_WRITTEN REQUEST A_.
Show every line in the listing below that contains the string "white", treating uppercase and lowercase as different.

_EXCERPTED PASSAGE_.
********************

Re: [PATCH] mm: disallow direct reclaim page writeback

Dave Chinner <david@xxxxxxxxxxxxx> · Fri, 23 Apr 2010 11:06:32 +1000

On Mon, Apr 19, 2010 at 04:20:34PM +0100, Mel Gorman wrote:
> On Fri, Apr 16, 2010 at 04:14:03PM +0100, Mel Gorman wrote:
> > > > Your patch fixes 2, avoids 1, breaks 3 and haven't thought about 4 but I
> > > > guess dirty pages can cycle around more so it'd need to be cared for.
> > > 
> > > Well, you keep saying that they break #3, but I haven't seen any
> > > test cases or results showing that. I've been unable to confirm that
> > > lumpy reclaim is broken by disallowing writeback in my testing, so
> > > I'm interested to know what tests you are running that show it is
> > > broken...
> > > 
> > 
> > Ok, I haven't actually tested this. The machines I use are tied up
> > retesting the compaction patches at the moment. The reason why I reckon
> > it'll be a problem is that when these sync-writeback changes were
> > introduced, it significantly helped lumpy reclaim for huge pages. I am
> > making an assumption that backing out those changes will hurt it.

********************

Dataset records
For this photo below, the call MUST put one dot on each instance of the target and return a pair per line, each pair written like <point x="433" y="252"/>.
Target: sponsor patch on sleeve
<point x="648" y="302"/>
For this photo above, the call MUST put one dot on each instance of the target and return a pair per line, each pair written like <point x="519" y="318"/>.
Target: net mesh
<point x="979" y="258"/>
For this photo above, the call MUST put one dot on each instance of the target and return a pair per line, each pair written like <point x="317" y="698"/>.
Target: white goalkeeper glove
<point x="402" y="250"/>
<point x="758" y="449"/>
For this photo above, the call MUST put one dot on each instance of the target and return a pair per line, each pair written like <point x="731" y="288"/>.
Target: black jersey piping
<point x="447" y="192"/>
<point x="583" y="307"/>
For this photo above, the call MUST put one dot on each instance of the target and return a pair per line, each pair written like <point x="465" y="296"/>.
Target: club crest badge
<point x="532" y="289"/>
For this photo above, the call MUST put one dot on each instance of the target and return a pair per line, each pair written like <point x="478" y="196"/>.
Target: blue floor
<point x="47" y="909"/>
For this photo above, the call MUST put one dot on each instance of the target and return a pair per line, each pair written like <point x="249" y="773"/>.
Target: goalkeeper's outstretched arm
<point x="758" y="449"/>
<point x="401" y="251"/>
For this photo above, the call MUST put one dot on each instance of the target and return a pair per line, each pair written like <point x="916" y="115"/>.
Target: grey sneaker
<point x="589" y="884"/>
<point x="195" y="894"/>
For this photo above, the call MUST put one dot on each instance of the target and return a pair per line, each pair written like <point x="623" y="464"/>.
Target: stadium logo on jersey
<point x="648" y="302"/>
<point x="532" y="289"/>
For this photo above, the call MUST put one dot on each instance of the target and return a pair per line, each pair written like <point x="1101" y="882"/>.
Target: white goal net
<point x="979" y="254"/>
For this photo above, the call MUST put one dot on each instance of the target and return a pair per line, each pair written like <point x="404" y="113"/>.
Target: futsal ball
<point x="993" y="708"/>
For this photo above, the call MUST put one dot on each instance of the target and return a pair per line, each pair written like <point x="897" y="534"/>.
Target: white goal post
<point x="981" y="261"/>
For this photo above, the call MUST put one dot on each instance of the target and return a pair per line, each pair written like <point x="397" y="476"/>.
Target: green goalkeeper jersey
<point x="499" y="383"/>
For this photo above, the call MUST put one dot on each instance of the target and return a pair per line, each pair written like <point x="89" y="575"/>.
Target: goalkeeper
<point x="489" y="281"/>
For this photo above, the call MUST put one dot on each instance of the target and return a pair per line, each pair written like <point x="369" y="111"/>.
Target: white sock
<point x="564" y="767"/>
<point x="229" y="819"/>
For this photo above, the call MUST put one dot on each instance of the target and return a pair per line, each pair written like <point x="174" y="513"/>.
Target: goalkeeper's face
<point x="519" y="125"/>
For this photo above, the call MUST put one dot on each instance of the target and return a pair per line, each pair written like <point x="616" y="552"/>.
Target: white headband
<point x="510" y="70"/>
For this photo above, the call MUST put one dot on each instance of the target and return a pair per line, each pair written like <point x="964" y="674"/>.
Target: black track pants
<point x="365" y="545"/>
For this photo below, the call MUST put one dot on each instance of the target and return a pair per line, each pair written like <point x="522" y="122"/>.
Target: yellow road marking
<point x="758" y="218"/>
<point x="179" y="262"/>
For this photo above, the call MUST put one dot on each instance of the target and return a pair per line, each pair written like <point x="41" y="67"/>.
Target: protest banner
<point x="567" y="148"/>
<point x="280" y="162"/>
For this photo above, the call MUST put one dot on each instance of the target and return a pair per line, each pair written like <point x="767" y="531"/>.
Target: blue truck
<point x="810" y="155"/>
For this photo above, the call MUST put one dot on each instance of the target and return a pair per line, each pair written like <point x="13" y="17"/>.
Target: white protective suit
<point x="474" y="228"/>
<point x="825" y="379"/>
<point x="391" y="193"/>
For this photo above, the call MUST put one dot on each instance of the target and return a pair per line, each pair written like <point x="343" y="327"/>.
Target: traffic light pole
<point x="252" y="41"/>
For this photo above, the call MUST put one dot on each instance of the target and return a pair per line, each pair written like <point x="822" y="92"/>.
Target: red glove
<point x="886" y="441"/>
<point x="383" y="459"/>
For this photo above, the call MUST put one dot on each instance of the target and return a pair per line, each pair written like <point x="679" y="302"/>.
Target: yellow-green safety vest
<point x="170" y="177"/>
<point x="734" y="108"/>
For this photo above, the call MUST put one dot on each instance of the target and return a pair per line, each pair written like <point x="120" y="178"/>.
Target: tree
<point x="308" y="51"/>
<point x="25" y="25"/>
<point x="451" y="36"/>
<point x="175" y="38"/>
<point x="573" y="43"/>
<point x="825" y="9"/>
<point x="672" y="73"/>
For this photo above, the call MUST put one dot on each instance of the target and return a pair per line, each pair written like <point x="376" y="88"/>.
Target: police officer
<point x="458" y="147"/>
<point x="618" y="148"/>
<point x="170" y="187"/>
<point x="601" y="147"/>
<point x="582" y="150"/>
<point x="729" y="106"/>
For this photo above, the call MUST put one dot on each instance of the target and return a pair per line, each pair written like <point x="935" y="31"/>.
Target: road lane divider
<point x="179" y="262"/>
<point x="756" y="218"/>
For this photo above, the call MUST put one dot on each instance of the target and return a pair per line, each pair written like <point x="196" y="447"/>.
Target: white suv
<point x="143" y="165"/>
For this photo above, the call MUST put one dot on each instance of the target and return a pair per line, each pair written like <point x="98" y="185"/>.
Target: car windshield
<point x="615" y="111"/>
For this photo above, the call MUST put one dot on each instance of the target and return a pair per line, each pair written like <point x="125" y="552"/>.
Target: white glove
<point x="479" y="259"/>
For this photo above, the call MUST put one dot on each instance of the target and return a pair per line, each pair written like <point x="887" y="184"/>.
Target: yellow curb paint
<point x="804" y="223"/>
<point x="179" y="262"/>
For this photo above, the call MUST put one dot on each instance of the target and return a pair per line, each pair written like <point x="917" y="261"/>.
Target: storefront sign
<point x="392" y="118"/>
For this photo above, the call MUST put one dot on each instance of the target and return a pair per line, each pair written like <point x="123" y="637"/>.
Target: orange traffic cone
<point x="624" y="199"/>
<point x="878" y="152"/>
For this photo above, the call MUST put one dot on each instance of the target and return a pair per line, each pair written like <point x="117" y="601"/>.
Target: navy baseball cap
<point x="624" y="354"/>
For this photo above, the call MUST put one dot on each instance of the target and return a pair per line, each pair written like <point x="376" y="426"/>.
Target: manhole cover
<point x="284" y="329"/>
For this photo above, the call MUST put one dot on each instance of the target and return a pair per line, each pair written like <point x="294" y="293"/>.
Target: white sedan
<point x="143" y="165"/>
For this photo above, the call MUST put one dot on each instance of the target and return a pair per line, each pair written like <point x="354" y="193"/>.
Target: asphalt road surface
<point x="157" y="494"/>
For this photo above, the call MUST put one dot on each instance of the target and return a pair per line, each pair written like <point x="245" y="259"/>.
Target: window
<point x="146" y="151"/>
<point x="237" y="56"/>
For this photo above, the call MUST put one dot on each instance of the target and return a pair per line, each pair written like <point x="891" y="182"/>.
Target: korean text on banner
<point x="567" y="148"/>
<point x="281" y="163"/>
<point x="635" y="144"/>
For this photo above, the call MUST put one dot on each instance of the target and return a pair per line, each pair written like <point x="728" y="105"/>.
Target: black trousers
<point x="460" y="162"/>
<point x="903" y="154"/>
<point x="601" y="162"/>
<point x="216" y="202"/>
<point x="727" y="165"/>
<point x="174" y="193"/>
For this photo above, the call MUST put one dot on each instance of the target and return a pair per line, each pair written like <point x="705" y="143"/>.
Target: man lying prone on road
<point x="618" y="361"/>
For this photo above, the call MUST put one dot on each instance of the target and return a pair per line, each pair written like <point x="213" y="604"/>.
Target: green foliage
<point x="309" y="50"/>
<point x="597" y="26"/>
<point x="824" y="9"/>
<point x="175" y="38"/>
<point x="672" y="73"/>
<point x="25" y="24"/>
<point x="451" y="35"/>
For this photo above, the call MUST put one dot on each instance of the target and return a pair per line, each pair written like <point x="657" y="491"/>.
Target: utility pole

********************

_WRITTEN REQUEST B_.
Transcribe the entire patch discussion above, character for character.

_WORKED ANSWER A_.
Target: white goalkeeper glove
Target: white goal net
Target: white goal post
Target: white sock
Target: white headband
Target: white protective suit
Target: white suv
Target: white glove
Target: white sedan

_WORKED ANSWER B_.
Re: [PATCH] mm: disallow direct reclaim page writeback

Dave Chinner <david@xxxxxxxxxxxxx> · Fri, 23 Apr 2010 11:06:32 +1000

On Mon, Apr 19, 2010 at 04:20:34PM +0100, Mel Gorman wrote:
> On Fri, Apr 16, 2010 at 04:14:03PM +0100, Mel Gorman wrote:
> > > > Your patch fixes 2, avoids 1, breaks 3 and haven't thought about 4 but I
> > > > guess dirty pages can cycle around more so it'd need to be cared for.
> > > 
> > > Well, you keep saying that they break #3, but I haven't seen any
> > > test cases or results showing that. I've been unable to confirm that
> > > lumpy reclaim is broken by disallowing writeback in my testing, so
> > > I'm interested to know what tests you are running that show it is
> > > broken...
> > > 
> > 
> > Ok, I haven't actually tested this. The machines I use are tied up
> > retesting the compaction patches at the moment. The reason why I reckon
> > it'll be a problem is that when these sync-writeback changes were
> > introduced, it significantly helped lumpy reclaim for huge pages. I am
> > making an assumption that backing out those changes will hurt it.